INFORMATION SUPPLIED:
────

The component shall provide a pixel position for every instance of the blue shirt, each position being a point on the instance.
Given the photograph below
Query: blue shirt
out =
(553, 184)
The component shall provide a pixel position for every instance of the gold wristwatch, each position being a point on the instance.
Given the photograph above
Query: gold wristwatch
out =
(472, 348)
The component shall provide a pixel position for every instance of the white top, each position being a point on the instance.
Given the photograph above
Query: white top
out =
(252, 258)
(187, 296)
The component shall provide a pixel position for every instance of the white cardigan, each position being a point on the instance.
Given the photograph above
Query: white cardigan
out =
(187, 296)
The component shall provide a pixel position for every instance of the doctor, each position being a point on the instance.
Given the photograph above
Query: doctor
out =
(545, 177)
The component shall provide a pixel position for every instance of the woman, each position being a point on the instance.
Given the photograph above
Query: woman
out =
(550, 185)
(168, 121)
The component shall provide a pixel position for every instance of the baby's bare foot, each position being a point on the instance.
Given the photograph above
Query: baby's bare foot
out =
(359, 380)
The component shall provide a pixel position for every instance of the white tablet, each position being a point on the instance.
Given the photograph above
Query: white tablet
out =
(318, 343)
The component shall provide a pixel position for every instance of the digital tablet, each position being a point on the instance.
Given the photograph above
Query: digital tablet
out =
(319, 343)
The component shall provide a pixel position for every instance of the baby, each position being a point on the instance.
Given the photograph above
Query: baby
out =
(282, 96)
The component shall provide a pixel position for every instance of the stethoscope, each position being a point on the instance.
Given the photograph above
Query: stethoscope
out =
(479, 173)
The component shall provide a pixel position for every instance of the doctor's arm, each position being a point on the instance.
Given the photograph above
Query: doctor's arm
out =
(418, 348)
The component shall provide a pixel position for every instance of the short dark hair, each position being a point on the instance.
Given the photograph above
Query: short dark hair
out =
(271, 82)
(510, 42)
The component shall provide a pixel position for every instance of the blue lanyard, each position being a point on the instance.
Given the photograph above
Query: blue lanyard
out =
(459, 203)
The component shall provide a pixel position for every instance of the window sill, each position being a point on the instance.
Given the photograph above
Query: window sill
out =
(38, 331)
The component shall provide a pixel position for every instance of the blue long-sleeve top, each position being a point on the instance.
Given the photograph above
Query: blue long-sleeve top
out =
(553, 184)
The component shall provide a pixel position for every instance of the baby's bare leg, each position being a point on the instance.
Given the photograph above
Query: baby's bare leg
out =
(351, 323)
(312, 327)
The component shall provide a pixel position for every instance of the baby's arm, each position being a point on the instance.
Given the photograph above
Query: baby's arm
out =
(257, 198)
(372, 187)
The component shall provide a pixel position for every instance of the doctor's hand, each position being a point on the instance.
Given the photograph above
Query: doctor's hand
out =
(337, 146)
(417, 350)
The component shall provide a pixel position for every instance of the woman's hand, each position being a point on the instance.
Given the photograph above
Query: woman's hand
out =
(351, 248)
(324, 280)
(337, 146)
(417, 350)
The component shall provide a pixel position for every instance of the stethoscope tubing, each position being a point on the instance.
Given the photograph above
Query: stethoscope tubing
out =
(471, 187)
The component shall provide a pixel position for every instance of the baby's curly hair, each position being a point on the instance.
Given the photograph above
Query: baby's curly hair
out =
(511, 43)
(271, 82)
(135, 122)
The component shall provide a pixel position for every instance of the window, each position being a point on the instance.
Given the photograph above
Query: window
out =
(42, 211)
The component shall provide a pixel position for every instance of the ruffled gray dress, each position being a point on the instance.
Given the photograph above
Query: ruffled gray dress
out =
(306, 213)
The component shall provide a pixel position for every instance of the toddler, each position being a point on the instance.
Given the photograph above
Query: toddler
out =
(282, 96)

────

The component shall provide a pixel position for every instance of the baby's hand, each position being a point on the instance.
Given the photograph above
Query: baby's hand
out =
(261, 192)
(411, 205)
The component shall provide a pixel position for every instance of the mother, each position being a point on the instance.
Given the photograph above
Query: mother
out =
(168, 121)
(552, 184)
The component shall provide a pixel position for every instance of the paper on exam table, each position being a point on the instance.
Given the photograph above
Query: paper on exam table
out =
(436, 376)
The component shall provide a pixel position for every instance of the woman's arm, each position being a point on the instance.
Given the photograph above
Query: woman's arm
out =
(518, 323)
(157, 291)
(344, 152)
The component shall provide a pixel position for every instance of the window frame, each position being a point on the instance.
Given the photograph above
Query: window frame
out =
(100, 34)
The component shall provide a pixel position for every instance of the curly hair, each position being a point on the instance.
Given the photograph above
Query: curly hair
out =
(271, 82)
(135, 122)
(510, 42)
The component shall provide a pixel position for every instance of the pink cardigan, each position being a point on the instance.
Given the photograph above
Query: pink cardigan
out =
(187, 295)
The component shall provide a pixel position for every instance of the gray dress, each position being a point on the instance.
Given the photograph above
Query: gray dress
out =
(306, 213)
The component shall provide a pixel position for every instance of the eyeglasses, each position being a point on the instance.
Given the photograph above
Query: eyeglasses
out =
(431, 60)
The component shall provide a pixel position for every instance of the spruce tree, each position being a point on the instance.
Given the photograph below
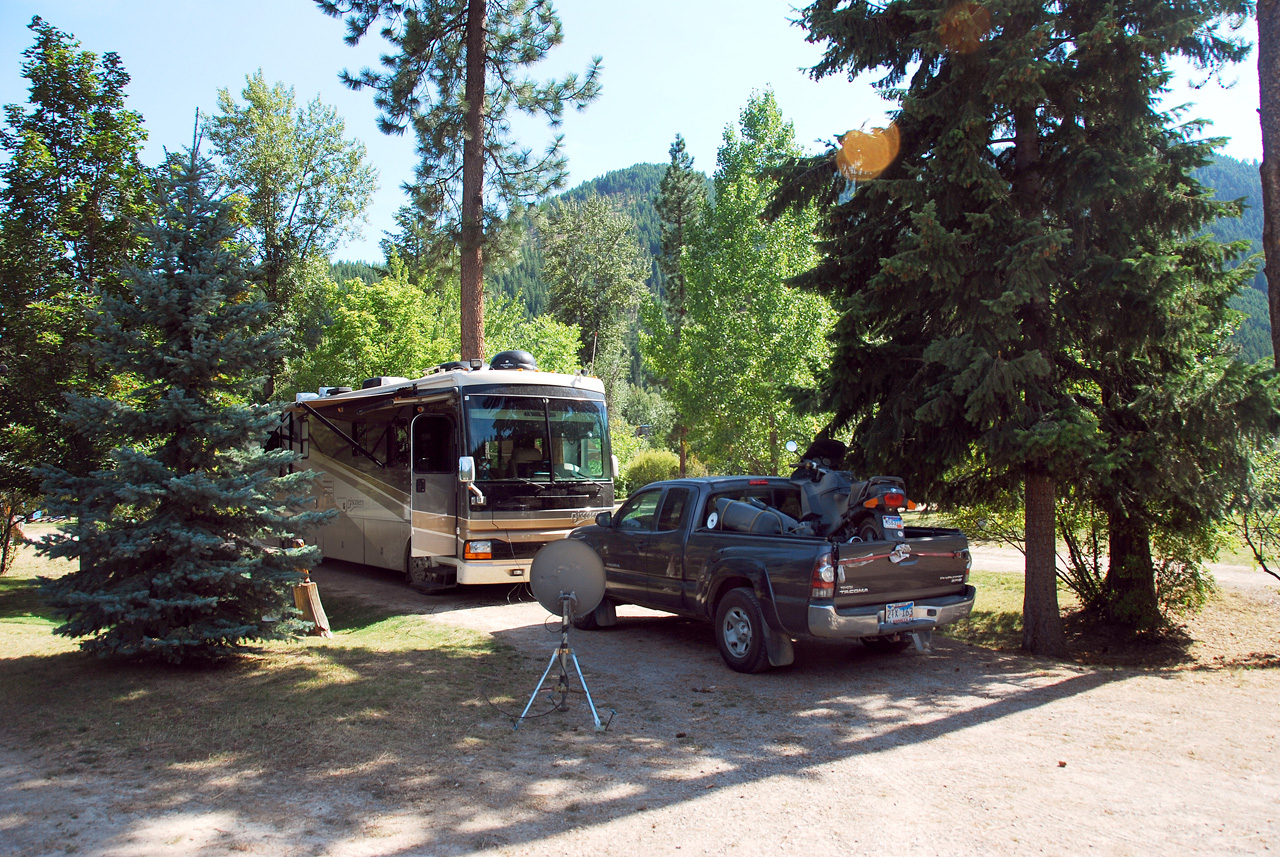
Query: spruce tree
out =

────

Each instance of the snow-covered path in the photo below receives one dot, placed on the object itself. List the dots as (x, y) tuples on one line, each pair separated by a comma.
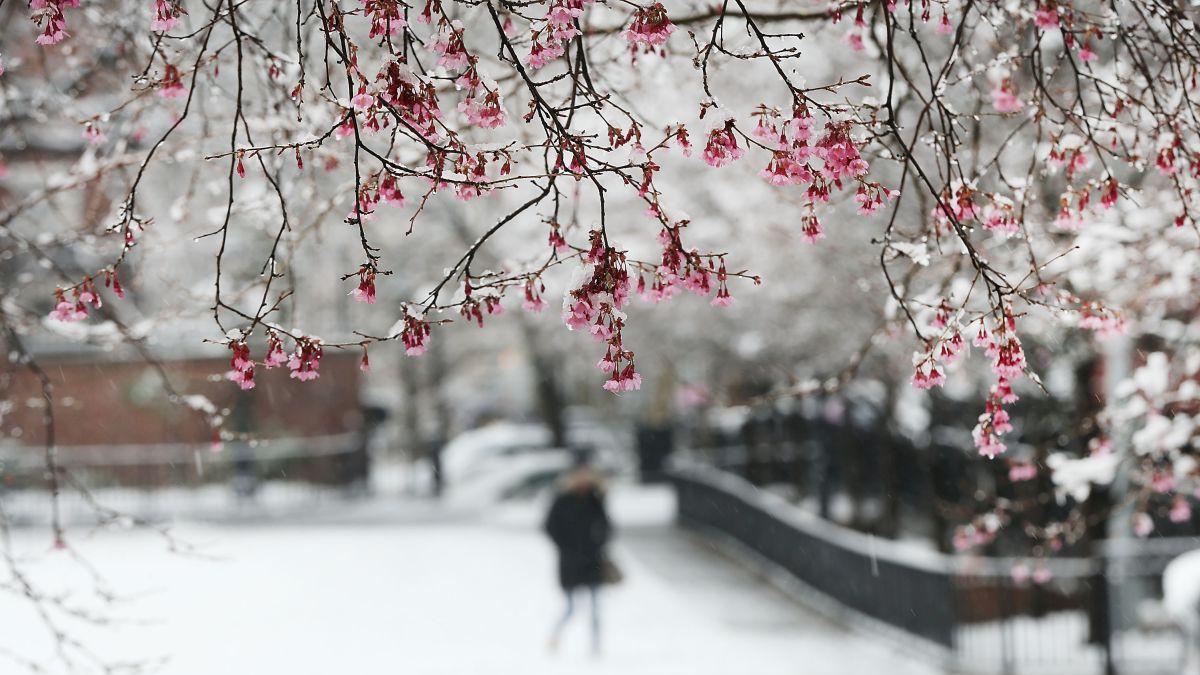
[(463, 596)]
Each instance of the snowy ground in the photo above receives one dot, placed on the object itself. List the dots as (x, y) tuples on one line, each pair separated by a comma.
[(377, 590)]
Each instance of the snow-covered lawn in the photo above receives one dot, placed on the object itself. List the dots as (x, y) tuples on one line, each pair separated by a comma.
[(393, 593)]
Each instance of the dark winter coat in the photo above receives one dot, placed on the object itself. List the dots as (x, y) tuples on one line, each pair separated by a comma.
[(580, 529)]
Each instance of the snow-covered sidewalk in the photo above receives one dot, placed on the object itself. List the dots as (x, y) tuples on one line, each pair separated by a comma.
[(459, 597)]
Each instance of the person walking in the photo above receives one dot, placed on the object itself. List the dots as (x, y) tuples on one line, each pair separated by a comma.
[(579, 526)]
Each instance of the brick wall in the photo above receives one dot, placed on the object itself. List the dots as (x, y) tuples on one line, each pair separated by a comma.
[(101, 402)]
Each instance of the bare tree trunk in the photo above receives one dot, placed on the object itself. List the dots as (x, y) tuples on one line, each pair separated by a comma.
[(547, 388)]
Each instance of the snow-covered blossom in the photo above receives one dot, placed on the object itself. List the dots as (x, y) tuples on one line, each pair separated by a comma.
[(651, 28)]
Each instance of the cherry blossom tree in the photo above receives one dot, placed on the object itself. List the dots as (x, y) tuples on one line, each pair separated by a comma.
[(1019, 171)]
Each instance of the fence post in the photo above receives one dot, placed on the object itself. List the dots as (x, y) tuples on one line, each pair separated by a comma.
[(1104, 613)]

────

WORK TO COMPLETE:
Take each line above that holds the string "doctor" and copy it.

YOUR RESPONSE:
The component shall provide a pixel position for every instance of the doctor, each position being a point on the instance.
Query: doctor
The component shall provide a pixel position for every instance of the doctor's arm, each position being a point on the instance.
Query: doctor's arm
The component shall provide a pixel position for every instance of the doctor's hand, each position being a point on the instance.
Query: doctor's hand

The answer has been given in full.